> [TEXT SECTION]:
========================

Equity in their relationship
In the quaint town of Maplewood, nestled amidst rolling hills and vibrant greenery, lived a couple, Sarah and Michael, who had embraced the conventional ebb and flow of life together for over a decade. Their relationship, like many others, was built on a foundation of love, respect, and shared dreams. Yet, beneath the surface of their seemingly content lives, a yearning for change whispered in the wind, a change that would redefine their bond and challenge their perceptions of love, leadership, and partnership. They were on the path to live a Female-Led Relationship.
Michael, an IT professional, was known for his relentless drive and dedication. These traits served him well in his career but often spilled over into his personal life, leading him to take the reins in most of their life decisions. Sarah, an incredibly intelligent Doctoral candidate, quietly wrinkled at the way Michael never failed to assert himself in family decisions. While she cherished her husband’s protective nature, she longed for a space where her voice held more weight, where her decisions shaped their shared journey as much as his.
“Balance” Thought Sarah… “I want balance. A relationship where I feel just as valued as he does. Where my daily experience is a reflection of what I give him: loving support and respect. I need this to happen before I earn the degree, while I’m around long enough to create a pattern of behavior. Soon…”
Then, the exploration of a Female-Led Relationship
The winds of change began to stir on a warm summer morning, as the couple sat down for their routine end-of-week breakfast on their covered back deck. Amidst the skittering, random noise of the forest, their house backed up and the soft jazz playing inside, Sarah broached a topic that had been lingering in her heart for months. She spoke of a Female-Led Relationship (FLR), a dynamic where she would take the lead in their relationship, guiding them in decisions, setting priorities, and nurturing their bond in a way that allowed her strengths to shine and his to support their collective well-being. Sarah had read several books on the topic and even sought advice from expert Female-Led Relationship coaches, now she was ready to share what she found.

========================

> [SUPPLIED RECORDS]:
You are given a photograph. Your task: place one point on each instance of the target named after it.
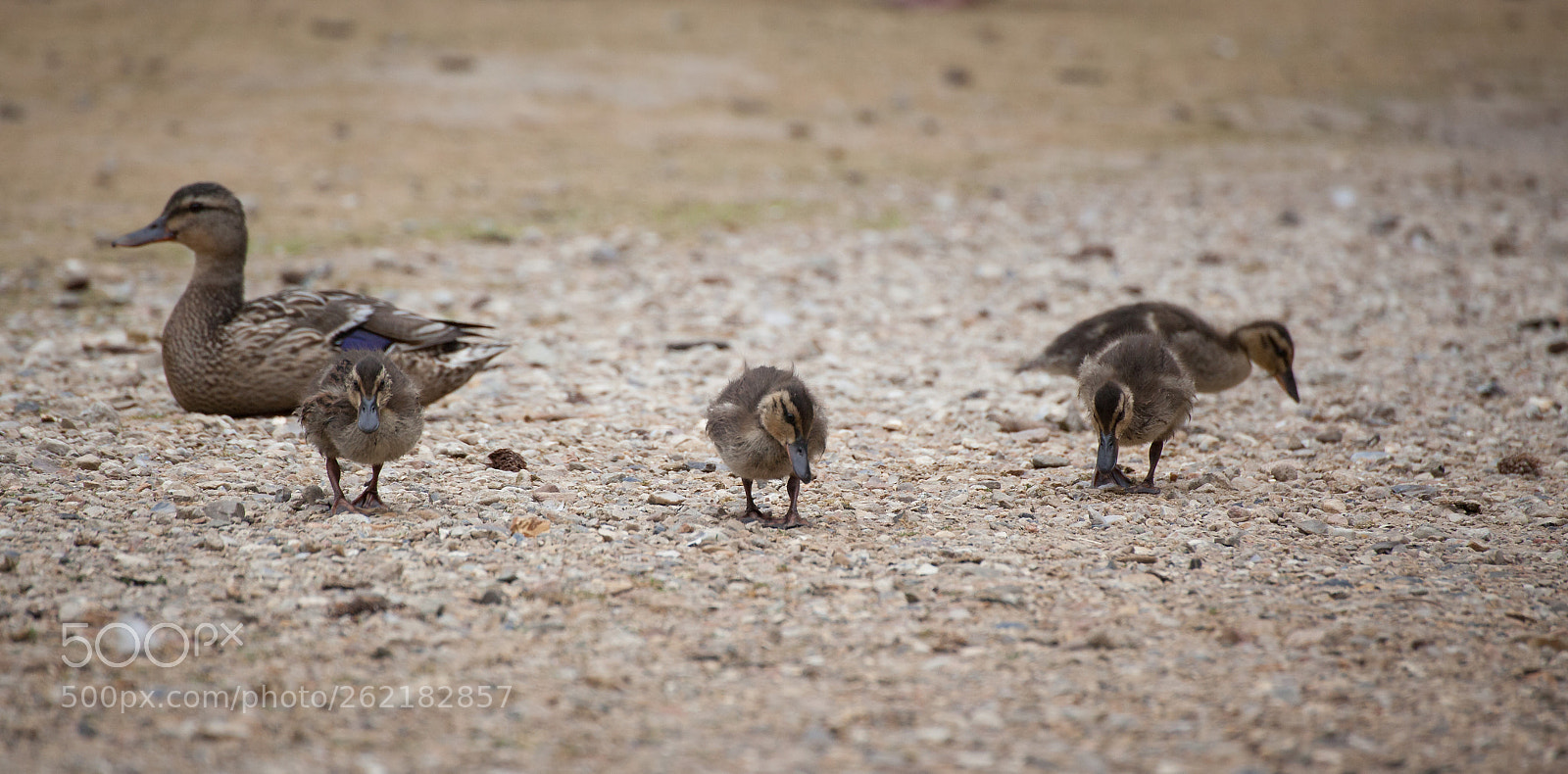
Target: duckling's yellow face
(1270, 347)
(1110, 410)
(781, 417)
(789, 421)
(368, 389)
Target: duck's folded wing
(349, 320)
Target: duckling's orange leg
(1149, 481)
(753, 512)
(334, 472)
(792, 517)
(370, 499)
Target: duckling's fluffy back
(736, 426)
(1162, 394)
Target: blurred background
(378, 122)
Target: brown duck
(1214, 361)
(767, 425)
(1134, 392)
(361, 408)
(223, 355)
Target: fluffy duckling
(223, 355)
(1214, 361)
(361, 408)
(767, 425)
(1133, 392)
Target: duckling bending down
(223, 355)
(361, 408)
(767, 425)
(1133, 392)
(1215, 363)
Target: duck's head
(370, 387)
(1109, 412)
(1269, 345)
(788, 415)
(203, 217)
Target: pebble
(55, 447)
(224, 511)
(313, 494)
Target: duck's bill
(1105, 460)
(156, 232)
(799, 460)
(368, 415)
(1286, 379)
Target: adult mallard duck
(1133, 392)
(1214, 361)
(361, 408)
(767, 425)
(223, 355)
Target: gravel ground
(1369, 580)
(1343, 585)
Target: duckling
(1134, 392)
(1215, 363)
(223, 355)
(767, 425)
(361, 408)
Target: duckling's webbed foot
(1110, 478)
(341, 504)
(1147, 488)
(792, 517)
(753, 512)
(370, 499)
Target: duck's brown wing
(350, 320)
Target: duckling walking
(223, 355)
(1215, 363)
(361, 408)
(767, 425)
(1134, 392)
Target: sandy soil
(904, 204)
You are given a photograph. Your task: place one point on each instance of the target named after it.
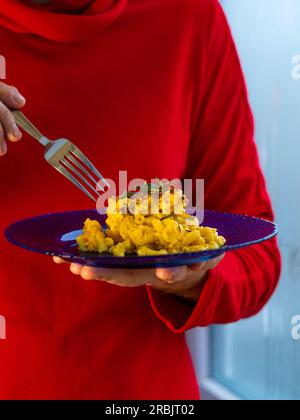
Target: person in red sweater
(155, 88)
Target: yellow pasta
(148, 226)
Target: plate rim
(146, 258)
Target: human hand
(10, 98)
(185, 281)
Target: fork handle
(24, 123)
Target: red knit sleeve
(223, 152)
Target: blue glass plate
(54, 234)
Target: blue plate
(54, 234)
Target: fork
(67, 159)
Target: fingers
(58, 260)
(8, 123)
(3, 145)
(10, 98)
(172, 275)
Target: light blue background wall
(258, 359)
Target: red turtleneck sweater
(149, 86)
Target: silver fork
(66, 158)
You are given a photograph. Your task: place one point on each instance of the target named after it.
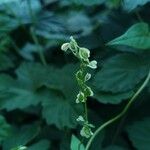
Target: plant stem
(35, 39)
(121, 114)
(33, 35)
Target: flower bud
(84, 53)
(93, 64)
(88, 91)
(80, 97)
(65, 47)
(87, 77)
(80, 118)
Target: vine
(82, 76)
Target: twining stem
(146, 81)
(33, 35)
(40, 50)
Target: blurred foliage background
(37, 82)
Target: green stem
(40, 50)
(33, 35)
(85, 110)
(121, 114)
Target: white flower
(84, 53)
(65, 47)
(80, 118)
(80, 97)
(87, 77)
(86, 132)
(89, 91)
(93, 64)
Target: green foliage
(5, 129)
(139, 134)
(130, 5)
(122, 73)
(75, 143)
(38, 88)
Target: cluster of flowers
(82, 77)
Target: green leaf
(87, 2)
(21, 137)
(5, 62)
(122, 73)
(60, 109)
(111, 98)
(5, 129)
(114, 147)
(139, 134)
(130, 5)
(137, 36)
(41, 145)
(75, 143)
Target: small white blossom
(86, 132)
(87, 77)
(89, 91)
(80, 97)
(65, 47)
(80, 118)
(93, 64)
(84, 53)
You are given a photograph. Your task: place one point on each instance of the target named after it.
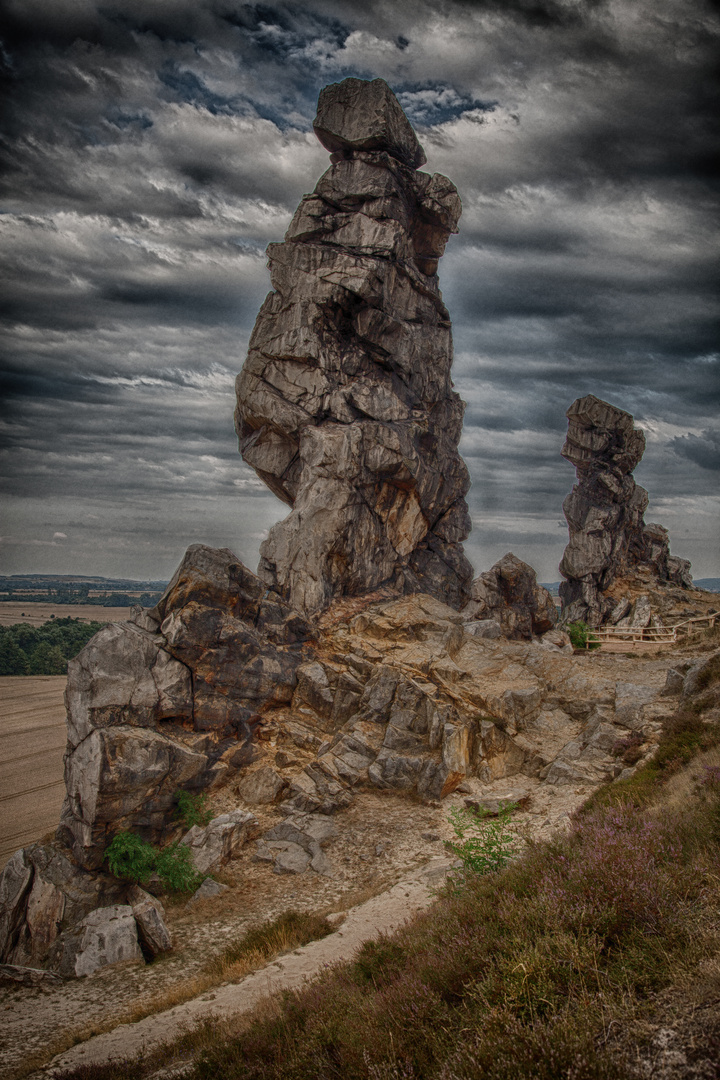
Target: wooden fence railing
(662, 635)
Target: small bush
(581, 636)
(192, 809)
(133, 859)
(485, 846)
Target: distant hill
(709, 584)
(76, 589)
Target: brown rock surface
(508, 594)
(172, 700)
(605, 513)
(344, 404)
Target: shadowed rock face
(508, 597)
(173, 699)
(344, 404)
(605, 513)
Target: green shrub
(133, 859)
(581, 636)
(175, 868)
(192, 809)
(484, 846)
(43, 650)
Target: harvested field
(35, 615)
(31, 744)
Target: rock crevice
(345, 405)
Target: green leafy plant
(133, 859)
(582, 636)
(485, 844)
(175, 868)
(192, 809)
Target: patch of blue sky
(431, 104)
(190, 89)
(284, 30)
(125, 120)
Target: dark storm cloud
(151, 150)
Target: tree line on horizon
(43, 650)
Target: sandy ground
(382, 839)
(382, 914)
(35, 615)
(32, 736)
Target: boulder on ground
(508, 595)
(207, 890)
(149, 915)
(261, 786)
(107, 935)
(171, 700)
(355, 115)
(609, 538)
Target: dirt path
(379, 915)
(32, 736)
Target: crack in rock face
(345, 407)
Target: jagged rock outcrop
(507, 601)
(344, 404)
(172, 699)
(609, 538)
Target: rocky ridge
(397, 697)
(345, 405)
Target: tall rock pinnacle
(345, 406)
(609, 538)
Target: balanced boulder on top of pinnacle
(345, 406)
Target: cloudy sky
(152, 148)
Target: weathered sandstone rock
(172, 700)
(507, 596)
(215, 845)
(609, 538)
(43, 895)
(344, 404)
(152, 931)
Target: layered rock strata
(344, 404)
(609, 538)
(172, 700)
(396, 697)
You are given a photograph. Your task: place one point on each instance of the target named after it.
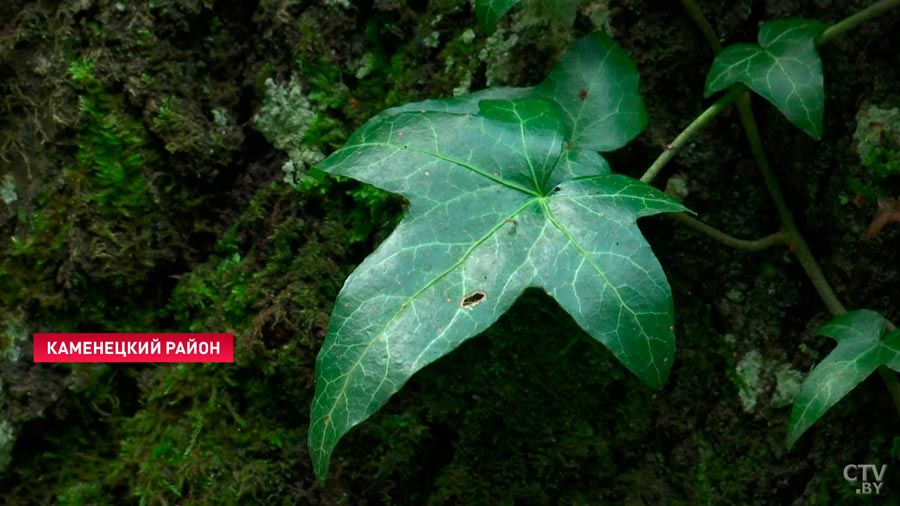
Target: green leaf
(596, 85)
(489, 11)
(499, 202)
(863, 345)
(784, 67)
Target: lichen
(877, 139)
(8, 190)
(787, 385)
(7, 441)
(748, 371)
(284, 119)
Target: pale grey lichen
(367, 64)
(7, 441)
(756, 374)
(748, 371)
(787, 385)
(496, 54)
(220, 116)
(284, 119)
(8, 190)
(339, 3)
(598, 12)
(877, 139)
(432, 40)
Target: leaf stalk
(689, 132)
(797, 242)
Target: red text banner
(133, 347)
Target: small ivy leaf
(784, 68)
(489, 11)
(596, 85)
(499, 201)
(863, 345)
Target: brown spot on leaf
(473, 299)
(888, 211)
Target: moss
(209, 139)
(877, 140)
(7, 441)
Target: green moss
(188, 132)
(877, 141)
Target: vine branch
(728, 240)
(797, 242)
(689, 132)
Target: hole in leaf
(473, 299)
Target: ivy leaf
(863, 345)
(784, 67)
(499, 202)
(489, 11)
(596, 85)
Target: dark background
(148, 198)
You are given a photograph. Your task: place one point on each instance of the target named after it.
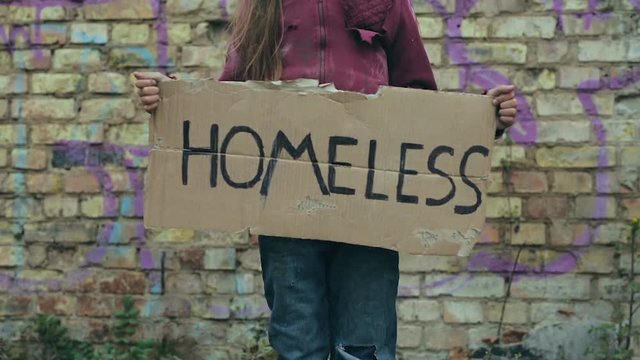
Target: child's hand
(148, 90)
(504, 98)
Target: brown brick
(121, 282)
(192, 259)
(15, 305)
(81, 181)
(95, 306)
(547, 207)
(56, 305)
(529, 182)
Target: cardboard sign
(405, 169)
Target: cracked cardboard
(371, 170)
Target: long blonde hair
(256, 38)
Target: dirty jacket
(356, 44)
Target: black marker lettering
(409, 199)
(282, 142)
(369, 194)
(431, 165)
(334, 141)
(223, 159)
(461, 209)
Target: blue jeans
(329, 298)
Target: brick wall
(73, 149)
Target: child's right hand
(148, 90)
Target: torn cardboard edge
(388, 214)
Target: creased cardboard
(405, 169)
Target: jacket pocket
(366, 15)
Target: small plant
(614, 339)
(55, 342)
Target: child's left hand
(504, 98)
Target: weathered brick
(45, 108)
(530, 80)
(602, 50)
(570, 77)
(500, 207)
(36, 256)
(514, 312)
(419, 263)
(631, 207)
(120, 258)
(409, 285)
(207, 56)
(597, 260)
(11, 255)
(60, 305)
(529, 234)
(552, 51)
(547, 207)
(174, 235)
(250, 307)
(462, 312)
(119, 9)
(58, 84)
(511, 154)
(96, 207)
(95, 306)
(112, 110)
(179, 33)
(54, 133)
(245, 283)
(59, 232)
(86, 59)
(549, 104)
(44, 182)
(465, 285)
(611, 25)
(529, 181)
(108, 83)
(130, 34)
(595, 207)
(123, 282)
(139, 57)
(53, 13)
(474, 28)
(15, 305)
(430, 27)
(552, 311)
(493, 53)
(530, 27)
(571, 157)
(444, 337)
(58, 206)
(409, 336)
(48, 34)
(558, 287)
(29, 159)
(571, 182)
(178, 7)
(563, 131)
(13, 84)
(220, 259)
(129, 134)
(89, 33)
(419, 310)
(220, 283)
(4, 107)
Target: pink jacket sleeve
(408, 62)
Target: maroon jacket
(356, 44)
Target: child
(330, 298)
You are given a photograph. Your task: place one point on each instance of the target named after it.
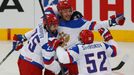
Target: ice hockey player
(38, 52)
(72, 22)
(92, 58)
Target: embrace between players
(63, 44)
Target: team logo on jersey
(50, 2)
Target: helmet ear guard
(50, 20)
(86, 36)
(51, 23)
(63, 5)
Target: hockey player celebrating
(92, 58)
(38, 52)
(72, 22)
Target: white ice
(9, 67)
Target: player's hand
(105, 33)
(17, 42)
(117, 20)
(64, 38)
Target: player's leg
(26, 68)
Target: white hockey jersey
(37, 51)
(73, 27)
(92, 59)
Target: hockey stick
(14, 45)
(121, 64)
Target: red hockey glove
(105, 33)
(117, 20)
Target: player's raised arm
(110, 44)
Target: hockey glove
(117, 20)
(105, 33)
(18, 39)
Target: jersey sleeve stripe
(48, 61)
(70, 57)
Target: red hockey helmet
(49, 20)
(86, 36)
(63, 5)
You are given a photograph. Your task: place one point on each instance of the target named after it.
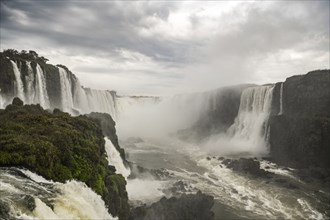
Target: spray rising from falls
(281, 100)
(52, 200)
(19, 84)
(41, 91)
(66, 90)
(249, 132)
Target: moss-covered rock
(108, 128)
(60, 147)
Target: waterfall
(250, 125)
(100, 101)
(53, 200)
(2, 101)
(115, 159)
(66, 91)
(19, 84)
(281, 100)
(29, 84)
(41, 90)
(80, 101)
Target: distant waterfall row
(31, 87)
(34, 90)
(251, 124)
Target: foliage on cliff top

========================

> [WHAT TO WORK ON]:
[a] In the story about Sarah and Michael, what is Michael's profession?
[b] Translate this sentence from the story about Sarah and Michael into Spanish: "Michael, an IT professional, was known for his relentless drive and dedication."
[c] From the story about Sarah and Michael, reproduce the passage word for word, beginning at the words "Michael, an IT" and stopping after "much as his.".

> [SOLUTIONS PER TASK]:
[a] He is an IT professional.

[b] Michael, profesional de TI, era conocido por su empuje y su dedicación incansables.

[c]
Michael, an IT professional, was known for his relentless drive and dedication. These traits served him well in his career but often spilled over into his personal life, leading him to take the reins in most of their life decisions. Sarah, an incredibly intelligent Doctoral candidate, quietly wrinkled at the way Michael never failed to assert himself in family decisions. While she cherished her husband’s protective nature, she longed for a space where her voice held more weight, where her decisions shaped their shared journey as much as his.